— EXERCISE BRIEF —
Please rewrite the data below with every "marker" changed to "pin" and nothing else altered. Omit the pictures from your answer.
━━━━━━
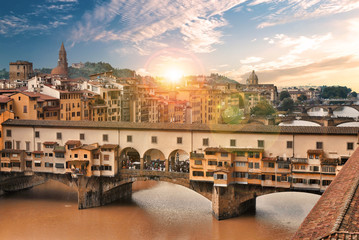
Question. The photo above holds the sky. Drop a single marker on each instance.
(287, 42)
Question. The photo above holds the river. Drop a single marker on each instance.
(157, 210)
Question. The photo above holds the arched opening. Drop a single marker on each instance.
(178, 161)
(318, 112)
(154, 159)
(130, 159)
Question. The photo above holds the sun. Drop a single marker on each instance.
(174, 75)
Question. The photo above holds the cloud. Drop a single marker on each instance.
(299, 44)
(250, 60)
(285, 11)
(196, 23)
(39, 19)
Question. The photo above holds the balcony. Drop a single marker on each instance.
(299, 160)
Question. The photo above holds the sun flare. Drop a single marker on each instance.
(174, 75)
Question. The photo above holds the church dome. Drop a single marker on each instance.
(59, 71)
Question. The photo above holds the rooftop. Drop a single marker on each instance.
(235, 128)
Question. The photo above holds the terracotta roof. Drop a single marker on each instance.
(38, 152)
(315, 151)
(73, 142)
(59, 149)
(50, 143)
(214, 149)
(233, 128)
(5, 99)
(109, 146)
(337, 210)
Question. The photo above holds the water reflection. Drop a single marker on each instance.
(157, 211)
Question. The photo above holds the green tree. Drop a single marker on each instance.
(302, 98)
(284, 94)
(335, 92)
(287, 105)
(263, 108)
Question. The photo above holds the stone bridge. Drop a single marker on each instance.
(93, 191)
(336, 214)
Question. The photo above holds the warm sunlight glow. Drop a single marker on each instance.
(174, 75)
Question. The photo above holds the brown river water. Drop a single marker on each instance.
(157, 210)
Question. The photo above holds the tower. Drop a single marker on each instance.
(252, 79)
(62, 69)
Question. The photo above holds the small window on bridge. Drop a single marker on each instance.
(205, 142)
(197, 162)
(197, 173)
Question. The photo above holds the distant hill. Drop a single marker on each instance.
(4, 74)
(92, 68)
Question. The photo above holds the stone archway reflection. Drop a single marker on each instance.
(154, 159)
(178, 161)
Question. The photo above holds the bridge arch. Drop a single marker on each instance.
(178, 161)
(130, 158)
(154, 159)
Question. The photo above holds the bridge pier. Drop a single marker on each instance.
(232, 201)
(95, 192)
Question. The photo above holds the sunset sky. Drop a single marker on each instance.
(287, 42)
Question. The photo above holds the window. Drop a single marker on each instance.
(350, 146)
(197, 162)
(197, 174)
(209, 174)
(8, 145)
(212, 163)
(59, 165)
(59, 136)
(240, 154)
(241, 164)
(59, 155)
(326, 182)
(49, 164)
(105, 137)
(314, 168)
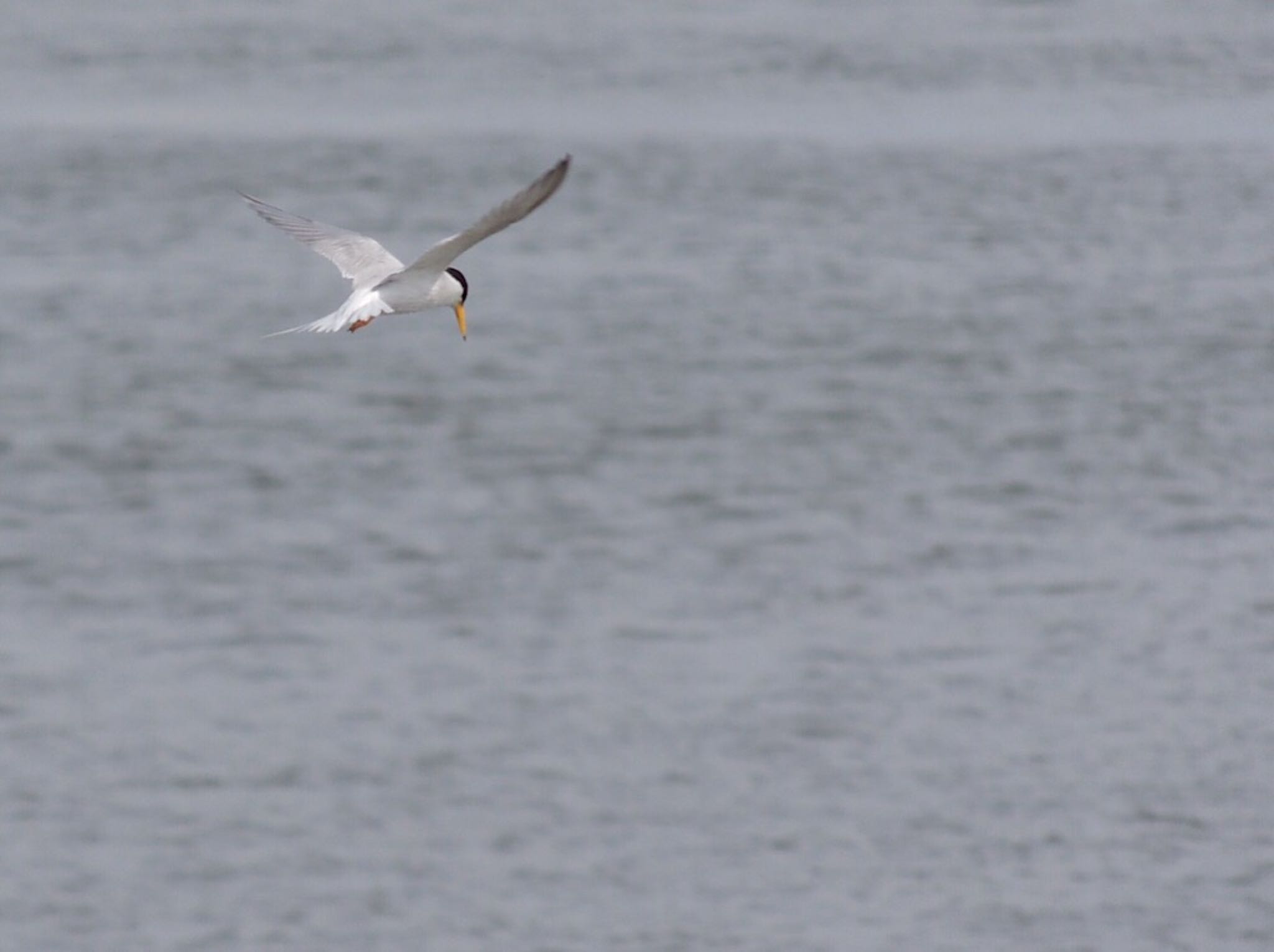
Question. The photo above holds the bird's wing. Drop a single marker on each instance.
(500, 218)
(361, 259)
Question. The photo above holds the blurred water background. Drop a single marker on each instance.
(847, 526)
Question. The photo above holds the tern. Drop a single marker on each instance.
(385, 285)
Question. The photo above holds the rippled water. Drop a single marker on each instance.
(847, 525)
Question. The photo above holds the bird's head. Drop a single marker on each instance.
(459, 306)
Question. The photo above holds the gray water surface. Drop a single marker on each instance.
(847, 526)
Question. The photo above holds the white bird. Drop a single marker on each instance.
(383, 284)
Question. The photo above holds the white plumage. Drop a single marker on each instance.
(381, 283)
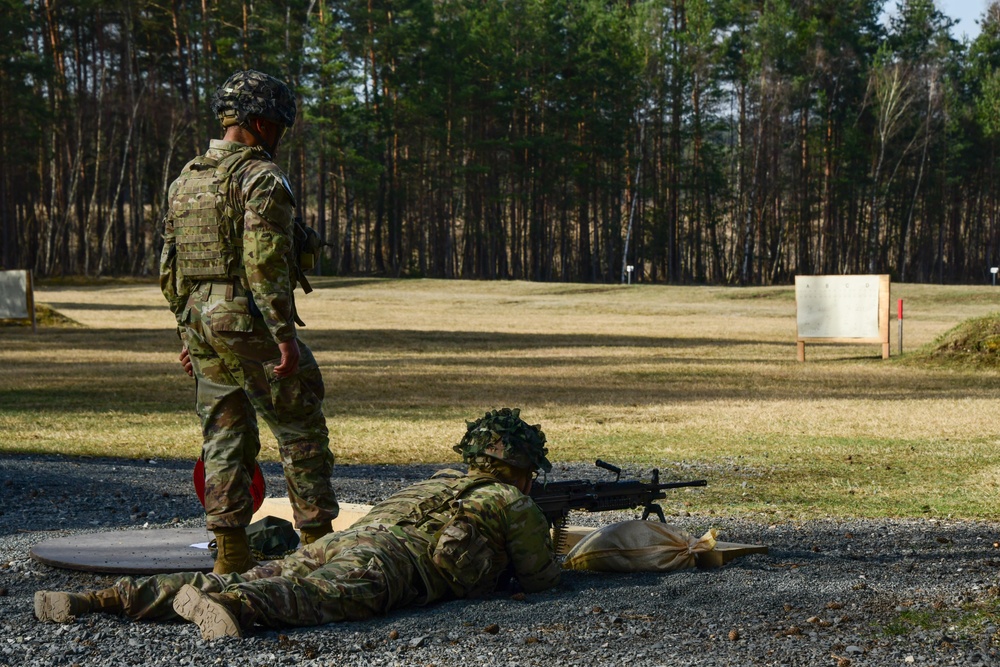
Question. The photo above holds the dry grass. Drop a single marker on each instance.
(700, 381)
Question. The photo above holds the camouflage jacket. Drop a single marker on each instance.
(465, 531)
(260, 190)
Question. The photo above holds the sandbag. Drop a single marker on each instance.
(638, 546)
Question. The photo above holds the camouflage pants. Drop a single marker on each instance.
(233, 356)
(347, 576)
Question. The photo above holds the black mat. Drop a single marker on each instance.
(129, 551)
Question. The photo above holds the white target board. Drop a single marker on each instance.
(842, 309)
(16, 299)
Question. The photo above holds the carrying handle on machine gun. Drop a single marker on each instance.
(615, 469)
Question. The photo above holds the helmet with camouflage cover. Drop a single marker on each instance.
(504, 436)
(253, 94)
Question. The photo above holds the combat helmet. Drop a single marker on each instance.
(253, 94)
(504, 436)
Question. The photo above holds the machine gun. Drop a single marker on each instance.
(556, 499)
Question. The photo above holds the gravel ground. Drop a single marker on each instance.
(842, 593)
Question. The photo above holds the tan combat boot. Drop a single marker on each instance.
(311, 534)
(233, 551)
(60, 607)
(215, 613)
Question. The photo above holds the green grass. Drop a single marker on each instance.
(701, 382)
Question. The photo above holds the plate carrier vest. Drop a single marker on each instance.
(207, 227)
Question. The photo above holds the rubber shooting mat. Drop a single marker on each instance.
(156, 551)
(129, 551)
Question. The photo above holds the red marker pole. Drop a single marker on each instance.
(899, 318)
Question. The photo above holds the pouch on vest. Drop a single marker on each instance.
(272, 537)
(306, 247)
(209, 246)
(464, 556)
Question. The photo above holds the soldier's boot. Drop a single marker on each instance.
(61, 607)
(233, 551)
(216, 614)
(313, 533)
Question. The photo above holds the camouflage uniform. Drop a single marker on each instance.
(231, 327)
(452, 536)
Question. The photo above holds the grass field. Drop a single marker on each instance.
(698, 381)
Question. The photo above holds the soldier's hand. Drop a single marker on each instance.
(289, 358)
(185, 360)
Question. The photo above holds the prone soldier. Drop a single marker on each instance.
(454, 535)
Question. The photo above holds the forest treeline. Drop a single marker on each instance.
(699, 141)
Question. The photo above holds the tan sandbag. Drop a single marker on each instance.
(638, 546)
━━━━━━
— TASK SOLUTION —
Question. The photo above holds the sky. Drop a single pin on each instance.
(287, 42)
Question. The photo above holds the river. Drop a single pin on each instance.
(157, 210)
Question. The photo above holds the arched opening. Drop a single pin on each instance.
(178, 161)
(318, 112)
(154, 159)
(130, 159)
Question. The photo above holds the sun. Drop a single pin on each instance.
(174, 75)
Question. The photo above holds the cloud. Drop a single pin on each instance.
(299, 44)
(250, 60)
(285, 11)
(196, 23)
(39, 19)
Question. The photo above holds the balcony. Drop a single pin on each instance.
(299, 160)
Question. The photo above holds the sun flare. Drop a single pin on each instance.
(174, 75)
Question. The photo above holds the church dome. Drop a single pin on each instance.
(59, 71)
Question. The photo above holds the rooftop. Drop a single pin on each instance.
(235, 128)
Question. The photo above holds the terracotta roof. Drop a single pin on each instance.
(38, 152)
(315, 151)
(73, 142)
(59, 149)
(50, 143)
(214, 149)
(233, 128)
(5, 99)
(109, 146)
(337, 210)
Question. The photo above holds the water reflection. Drop a single pin on each instance.
(157, 211)
Question. The photo above holds the green tree. Drop a single pin on each instance.
(302, 98)
(284, 94)
(335, 92)
(287, 105)
(263, 108)
Question. The photo above holds the stone bridge. Drop a single pin on each instance.
(93, 191)
(336, 214)
Question. The photo above holds the warm sunlight glow. Drop a single pin on each instance.
(174, 75)
Question. The photo above holds the brown river water. Drop a single pin on each instance.
(157, 210)
Question. The photo above holds the tower. Drop a single pin on each instance.
(252, 79)
(62, 69)
Question. The photo above holds the small window on bridge. Drop a single pin on each instance.
(205, 142)
(197, 162)
(197, 173)
Question. The photo above holds the distant hill. Drop a single pin on each instance.
(4, 74)
(92, 68)
Question. The photo above holds the stone archway reflection. Drop a single pin on each instance.
(154, 159)
(178, 161)
Question. The photo above holds the bridge arch. Drop a single pin on each instance.
(178, 161)
(130, 158)
(154, 159)
Question. The photo above holds the bridge pier. Drop a single pin on each instance.
(232, 201)
(95, 192)
Question. The photo above holds the sunset sky. Drop a single pin on each instance.
(287, 42)
Question. The photo above holds the window. Drop a single pin on each instance.
(350, 146)
(197, 162)
(197, 174)
(209, 174)
(8, 145)
(212, 163)
(59, 165)
(59, 136)
(240, 154)
(241, 164)
(59, 155)
(326, 182)
(49, 164)
(105, 137)
(314, 168)
Question. The photo above holds the bird's wing. Drop a single pin on each instance.
(500, 218)
(361, 259)
Question. The photo above holds the blurred water background. Drop a single pin on each instance.
(847, 526)
Question. The photo above holds the tern. Drop a single pin on each instance.
(385, 285)
Question. The photo above holds the rippled water. Drop a single pin on each instance.
(847, 525)
Question. The photo above holds the bird's head. Drop a single pin on each instance.
(459, 306)
Question. The photo above holds the gray water surface. Drop a single pin on each instance.
(847, 526)
Question. The photo above holds the white bird. Drop a single pin on each instance.
(383, 284)
Question. The photo above holds the white plumage. Drop a single pin on each instance.
(381, 283)
Question. The photo above holds the dry grass. Drop a single pin on each instance.
(700, 381)
Question. The photo above holds the camouflage jacket. Drop a single pin on each instance.
(465, 531)
(260, 190)
Question. The photo above holds the sandbag. Drop a single pin on each instance.
(638, 546)
Question. The photo above holds the camouflage pants. Drop a single pin on each instance.
(233, 356)
(347, 576)
Question. The photo above holds the black mat. Drop a single pin on each instance.
(129, 551)
Question. The photo above holds the white target board. Drop a single pin on each instance.
(842, 309)
(16, 299)
Question. The photo above holds the carrying handle on machine gun. Drop a single pin on each instance.
(615, 469)
Question. The photo above holds the helmet with camouflage cover. Drop a single pin on each instance.
(504, 436)
(253, 94)
Question. The photo above holds the combat helmet. Drop a single pin on each instance.
(253, 94)
(504, 436)
Question. The photo above holds the machine gun. Drop a single pin on each instance.
(556, 499)
Question. The photo above holds the gravel ground. Drop a single pin on each instance.
(842, 593)
Question. The photo above holds the tan combat boot. Drop a single pin on each instance.
(311, 534)
(233, 551)
(60, 607)
(215, 613)
Question. The photo above holds the green grass. Drop a single pin on each instance.
(701, 382)
Question. The photo above holds the plate carrier vest. Drop a single pin on each instance.
(207, 227)
Question. The photo above holds the rubber shooting mat. Drop a single pin on each instance.
(156, 551)
(129, 551)
Question. The photo above holds the red pin pole. Drop a single pin on each instance.
(899, 318)
Question. The photo above holds the pouch on vest. Drop a single pin on each instance.
(272, 537)
(306, 247)
(209, 246)
(464, 556)
Question. The photo above holds the soldier's boot. Drop a single pin on each instance.
(61, 607)
(233, 551)
(216, 614)
(313, 533)
Question. The photo above holds the camouflage uniform. Drop a single pin on each instance.
(231, 327)
(452, 536)
Question. The photo above holds the grass field. Drop a single pin on each instance.
(698, 381)
Question. The photo above holds the soldier's hand. Drop a single pin on each instance.
(289, 358)
(185, 360)
Question. The photo above holds the prone soldier. Drop a single pin on each instance.
(454, 535)
Question. The photo above holds the forest treeline. Drop a single pin on each instance.
(699, 141)
Question. The photo above holds the tan sandbag. Drop a single pin on each instance.
(638, 546)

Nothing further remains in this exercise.